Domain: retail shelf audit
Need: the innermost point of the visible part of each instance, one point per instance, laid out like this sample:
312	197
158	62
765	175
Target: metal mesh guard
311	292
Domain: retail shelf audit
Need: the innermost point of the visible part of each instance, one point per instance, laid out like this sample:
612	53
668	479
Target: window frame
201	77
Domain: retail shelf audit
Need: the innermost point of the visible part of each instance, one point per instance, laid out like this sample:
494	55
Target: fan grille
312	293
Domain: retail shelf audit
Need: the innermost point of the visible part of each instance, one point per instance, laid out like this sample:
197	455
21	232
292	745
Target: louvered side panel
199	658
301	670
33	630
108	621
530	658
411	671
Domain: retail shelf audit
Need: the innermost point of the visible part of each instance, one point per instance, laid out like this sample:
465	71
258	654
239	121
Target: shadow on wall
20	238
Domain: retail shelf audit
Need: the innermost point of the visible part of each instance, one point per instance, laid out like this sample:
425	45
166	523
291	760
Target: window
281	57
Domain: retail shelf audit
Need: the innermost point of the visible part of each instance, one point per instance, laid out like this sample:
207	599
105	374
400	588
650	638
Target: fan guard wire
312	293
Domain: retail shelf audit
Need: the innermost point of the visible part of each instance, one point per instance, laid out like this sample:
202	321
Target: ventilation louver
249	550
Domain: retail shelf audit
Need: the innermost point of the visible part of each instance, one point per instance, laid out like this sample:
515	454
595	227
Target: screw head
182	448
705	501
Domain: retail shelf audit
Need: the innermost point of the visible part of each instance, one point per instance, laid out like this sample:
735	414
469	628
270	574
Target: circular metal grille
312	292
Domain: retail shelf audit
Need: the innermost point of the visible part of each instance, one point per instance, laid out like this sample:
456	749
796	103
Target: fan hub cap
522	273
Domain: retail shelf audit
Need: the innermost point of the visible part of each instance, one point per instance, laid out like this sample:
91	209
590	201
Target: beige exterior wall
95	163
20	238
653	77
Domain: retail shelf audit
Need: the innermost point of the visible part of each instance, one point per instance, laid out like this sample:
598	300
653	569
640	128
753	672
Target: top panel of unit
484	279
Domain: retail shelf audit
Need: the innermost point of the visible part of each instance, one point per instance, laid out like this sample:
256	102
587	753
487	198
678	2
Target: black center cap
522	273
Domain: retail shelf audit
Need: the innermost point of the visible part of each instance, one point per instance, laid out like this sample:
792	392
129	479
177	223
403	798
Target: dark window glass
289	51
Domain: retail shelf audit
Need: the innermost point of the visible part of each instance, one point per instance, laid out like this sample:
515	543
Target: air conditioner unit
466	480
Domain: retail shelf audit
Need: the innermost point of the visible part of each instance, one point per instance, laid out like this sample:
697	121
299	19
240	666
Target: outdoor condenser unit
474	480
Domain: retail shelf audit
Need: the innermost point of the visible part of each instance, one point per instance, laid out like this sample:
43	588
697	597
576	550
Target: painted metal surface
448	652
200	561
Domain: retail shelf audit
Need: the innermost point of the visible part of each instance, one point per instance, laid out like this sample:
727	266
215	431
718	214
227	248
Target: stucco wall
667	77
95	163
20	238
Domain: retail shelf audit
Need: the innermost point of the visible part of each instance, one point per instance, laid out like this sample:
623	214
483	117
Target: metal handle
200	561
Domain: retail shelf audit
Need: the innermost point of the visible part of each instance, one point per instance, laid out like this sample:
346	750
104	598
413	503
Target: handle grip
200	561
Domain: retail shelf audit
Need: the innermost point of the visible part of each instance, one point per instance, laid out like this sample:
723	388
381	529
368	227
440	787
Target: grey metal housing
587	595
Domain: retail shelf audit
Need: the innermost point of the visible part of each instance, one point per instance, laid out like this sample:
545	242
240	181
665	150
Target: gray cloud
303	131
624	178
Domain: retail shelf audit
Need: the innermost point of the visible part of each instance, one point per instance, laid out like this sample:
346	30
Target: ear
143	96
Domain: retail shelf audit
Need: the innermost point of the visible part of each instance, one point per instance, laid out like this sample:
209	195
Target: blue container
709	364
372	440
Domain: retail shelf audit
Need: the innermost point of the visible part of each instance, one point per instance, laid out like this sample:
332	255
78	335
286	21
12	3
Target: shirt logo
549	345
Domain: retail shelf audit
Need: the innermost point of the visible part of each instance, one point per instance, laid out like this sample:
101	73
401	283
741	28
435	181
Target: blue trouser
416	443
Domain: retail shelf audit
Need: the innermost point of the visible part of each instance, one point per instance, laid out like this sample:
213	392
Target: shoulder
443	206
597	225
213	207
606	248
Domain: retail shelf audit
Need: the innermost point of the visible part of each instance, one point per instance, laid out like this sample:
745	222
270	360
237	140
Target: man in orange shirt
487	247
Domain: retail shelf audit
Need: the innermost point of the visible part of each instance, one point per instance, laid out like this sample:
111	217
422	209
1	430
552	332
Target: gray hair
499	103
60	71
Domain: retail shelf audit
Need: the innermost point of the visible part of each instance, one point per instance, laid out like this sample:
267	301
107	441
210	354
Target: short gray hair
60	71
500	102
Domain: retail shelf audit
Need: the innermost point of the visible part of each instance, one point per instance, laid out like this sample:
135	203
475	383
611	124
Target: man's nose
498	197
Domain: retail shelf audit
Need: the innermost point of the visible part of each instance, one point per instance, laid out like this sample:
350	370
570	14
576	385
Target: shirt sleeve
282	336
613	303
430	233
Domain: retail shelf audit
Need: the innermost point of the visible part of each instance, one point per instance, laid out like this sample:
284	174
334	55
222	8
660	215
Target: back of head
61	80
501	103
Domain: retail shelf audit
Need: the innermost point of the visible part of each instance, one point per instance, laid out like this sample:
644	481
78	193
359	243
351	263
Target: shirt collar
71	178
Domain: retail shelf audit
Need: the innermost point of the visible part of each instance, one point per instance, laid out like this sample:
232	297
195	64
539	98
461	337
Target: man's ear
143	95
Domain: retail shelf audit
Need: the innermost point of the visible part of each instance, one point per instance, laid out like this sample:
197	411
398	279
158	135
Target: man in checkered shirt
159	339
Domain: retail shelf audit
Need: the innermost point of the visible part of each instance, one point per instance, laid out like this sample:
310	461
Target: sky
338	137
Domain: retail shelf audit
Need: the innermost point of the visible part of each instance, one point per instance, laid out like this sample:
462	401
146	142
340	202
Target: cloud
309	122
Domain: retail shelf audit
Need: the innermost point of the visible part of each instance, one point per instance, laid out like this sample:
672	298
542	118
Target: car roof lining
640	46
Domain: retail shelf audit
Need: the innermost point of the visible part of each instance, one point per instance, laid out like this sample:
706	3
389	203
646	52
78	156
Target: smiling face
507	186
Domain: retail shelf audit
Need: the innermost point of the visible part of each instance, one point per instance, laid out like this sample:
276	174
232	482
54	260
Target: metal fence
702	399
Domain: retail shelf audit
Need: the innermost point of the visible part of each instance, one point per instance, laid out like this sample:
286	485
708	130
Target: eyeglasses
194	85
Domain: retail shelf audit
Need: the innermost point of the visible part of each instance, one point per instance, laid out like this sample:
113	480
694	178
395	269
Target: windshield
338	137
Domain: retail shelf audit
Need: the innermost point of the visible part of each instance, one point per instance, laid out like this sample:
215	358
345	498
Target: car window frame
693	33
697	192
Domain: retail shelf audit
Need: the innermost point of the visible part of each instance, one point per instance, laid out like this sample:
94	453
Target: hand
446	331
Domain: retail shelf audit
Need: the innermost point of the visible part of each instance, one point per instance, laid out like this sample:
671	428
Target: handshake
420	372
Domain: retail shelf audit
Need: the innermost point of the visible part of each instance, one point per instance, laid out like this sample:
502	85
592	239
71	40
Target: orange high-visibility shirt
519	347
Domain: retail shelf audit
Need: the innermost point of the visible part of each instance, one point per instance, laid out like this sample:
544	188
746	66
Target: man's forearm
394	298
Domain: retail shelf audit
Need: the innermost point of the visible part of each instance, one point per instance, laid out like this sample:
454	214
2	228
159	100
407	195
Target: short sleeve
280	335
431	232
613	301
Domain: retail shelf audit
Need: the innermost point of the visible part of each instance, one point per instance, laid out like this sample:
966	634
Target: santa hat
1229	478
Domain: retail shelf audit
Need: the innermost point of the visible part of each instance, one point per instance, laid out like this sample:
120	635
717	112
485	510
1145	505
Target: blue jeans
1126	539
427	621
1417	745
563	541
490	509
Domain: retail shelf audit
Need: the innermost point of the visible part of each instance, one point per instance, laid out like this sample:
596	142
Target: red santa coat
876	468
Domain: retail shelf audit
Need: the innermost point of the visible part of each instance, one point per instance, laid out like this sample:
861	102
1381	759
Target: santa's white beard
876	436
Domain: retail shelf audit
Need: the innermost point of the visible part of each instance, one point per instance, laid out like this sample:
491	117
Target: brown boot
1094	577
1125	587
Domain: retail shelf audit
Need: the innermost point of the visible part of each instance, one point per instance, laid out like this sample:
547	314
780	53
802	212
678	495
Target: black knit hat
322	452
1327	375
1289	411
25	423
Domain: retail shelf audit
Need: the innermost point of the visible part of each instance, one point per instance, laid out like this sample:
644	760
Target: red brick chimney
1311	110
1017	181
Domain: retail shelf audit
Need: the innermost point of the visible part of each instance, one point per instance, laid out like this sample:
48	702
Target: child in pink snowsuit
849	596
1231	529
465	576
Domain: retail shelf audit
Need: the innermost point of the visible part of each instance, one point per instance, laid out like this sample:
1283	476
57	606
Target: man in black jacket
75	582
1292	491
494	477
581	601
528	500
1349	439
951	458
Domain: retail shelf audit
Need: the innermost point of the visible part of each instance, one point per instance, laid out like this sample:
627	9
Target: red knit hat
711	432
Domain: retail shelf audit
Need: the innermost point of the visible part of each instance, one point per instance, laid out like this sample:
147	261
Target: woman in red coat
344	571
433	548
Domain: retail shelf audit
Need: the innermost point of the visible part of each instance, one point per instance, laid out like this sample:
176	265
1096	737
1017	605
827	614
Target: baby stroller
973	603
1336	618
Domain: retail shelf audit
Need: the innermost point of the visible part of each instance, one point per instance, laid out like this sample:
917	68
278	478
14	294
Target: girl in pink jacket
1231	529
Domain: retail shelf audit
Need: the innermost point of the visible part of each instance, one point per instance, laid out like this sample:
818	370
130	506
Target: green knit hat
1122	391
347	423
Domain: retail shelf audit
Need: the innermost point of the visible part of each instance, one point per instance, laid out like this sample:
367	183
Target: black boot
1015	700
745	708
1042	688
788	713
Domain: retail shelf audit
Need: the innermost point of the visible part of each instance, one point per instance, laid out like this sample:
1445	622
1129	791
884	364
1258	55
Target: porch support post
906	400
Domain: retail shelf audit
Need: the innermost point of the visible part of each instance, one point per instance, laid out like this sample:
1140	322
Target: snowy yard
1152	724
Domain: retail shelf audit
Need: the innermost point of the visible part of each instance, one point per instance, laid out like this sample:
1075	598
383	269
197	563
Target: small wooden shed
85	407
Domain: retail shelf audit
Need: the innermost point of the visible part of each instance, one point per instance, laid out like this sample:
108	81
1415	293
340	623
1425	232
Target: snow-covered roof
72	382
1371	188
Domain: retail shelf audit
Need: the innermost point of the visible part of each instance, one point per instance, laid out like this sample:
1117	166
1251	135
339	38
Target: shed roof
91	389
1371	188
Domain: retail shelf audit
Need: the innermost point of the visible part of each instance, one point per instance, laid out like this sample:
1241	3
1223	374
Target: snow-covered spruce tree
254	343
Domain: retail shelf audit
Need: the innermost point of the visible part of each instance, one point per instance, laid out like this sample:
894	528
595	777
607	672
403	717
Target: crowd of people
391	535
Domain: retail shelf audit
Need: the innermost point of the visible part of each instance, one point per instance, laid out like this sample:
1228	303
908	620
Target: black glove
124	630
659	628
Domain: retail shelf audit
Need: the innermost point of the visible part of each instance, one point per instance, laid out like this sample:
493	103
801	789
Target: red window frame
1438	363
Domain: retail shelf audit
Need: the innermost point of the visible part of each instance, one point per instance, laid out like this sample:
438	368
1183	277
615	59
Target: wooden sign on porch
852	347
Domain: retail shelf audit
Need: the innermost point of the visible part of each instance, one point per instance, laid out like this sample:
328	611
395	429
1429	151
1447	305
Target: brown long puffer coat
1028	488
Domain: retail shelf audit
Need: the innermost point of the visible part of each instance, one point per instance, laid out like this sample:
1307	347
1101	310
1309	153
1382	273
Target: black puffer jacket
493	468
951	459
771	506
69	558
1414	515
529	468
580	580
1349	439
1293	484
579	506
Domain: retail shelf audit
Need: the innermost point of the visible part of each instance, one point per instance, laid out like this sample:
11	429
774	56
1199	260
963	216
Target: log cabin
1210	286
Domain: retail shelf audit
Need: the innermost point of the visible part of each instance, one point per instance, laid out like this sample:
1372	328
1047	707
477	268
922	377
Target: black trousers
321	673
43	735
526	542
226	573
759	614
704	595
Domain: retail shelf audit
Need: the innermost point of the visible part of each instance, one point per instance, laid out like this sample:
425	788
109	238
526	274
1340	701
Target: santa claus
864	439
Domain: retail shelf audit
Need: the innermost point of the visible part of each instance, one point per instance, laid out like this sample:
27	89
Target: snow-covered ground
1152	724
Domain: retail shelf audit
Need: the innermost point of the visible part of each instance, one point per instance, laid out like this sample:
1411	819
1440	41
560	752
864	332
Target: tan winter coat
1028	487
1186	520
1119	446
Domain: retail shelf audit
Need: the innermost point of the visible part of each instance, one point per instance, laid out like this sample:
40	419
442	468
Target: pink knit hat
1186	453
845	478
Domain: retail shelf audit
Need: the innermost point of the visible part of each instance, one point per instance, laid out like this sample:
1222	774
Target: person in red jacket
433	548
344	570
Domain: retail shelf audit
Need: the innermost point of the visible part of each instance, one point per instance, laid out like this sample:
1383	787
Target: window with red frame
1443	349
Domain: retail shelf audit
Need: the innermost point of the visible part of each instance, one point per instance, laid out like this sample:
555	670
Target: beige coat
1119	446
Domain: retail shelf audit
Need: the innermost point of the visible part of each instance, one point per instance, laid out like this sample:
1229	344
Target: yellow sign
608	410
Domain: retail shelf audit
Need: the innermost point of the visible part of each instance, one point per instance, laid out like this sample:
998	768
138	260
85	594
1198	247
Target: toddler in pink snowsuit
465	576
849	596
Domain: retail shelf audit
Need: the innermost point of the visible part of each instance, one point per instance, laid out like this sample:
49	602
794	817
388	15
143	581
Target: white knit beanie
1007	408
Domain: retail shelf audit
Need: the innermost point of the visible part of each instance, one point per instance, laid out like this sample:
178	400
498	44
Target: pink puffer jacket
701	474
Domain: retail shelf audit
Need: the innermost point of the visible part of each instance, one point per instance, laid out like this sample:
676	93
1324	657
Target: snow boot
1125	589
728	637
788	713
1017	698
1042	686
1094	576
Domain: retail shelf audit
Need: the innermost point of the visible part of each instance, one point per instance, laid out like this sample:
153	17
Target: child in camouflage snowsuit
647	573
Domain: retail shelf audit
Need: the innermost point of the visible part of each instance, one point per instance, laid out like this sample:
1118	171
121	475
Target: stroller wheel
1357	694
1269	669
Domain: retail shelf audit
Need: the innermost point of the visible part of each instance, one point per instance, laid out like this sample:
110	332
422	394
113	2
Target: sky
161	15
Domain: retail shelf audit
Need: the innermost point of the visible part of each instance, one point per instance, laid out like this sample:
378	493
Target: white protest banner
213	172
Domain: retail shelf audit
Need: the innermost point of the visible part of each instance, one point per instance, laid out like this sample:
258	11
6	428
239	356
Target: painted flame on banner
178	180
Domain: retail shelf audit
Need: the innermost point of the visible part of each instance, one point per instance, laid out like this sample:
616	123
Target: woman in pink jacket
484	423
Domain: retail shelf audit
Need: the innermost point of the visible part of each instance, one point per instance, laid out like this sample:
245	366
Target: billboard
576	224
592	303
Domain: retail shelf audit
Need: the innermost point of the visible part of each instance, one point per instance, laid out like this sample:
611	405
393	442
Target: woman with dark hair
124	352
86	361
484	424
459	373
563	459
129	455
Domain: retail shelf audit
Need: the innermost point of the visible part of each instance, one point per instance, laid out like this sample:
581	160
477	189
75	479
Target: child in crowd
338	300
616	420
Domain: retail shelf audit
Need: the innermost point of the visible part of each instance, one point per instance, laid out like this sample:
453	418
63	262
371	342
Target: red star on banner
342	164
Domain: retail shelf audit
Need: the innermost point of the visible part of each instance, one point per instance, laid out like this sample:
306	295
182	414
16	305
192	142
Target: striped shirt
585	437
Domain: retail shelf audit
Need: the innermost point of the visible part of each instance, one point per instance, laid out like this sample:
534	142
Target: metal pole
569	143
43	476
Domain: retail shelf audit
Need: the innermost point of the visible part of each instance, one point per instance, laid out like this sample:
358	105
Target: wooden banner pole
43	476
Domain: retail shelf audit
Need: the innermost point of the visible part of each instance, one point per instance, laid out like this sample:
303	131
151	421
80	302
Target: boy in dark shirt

EXERCISE REQUIREMENTS: Select every line of the records that contains the word "porch", matching case exactly, and copy each one out.

CORRECT OUTPUT:
Target: porch support post
Target: wooden sign on porch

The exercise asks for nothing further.